REQUIRED WORK = Pictures stay out of the output. Return exactly the lines below from the one with "of the bird's" down to the one with "Target: eastern phoebe", both included, and nothing more.

Stored items:
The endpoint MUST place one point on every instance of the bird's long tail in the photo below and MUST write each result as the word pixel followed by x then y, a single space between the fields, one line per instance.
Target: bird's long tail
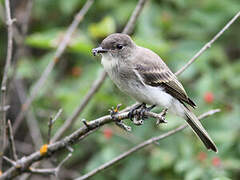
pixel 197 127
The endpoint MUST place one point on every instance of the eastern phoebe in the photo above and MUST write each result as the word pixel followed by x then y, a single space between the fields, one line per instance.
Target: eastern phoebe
---
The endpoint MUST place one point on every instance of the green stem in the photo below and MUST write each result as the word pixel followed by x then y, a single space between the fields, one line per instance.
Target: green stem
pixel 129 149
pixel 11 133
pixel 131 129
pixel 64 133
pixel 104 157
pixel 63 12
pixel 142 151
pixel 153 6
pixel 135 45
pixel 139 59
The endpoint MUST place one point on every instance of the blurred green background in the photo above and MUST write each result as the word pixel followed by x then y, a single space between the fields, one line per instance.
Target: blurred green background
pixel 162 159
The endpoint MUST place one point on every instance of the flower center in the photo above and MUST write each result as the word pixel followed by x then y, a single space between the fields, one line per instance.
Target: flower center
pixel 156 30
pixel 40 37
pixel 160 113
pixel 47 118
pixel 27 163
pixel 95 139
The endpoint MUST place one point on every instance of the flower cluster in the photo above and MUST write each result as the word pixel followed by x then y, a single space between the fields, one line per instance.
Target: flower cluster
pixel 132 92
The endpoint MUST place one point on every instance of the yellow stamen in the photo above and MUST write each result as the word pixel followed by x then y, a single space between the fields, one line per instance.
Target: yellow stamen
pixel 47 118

ANSWER TO THE EXERCISE =
The endpoint MUST place one point on every instance of the bird's long tail in the photo below and MUST write each result as the word pixel followed by x then y, a single space between the fields, one line per instance.
Target: bird's long tail
pixel 197 127
The endpoint MUST place one point on every instance of the eastern phoebe in the photo above and MUST write each result as the word pixel followed by x then y, a single space between the fields, one line per instance.
Target: eastern phoebe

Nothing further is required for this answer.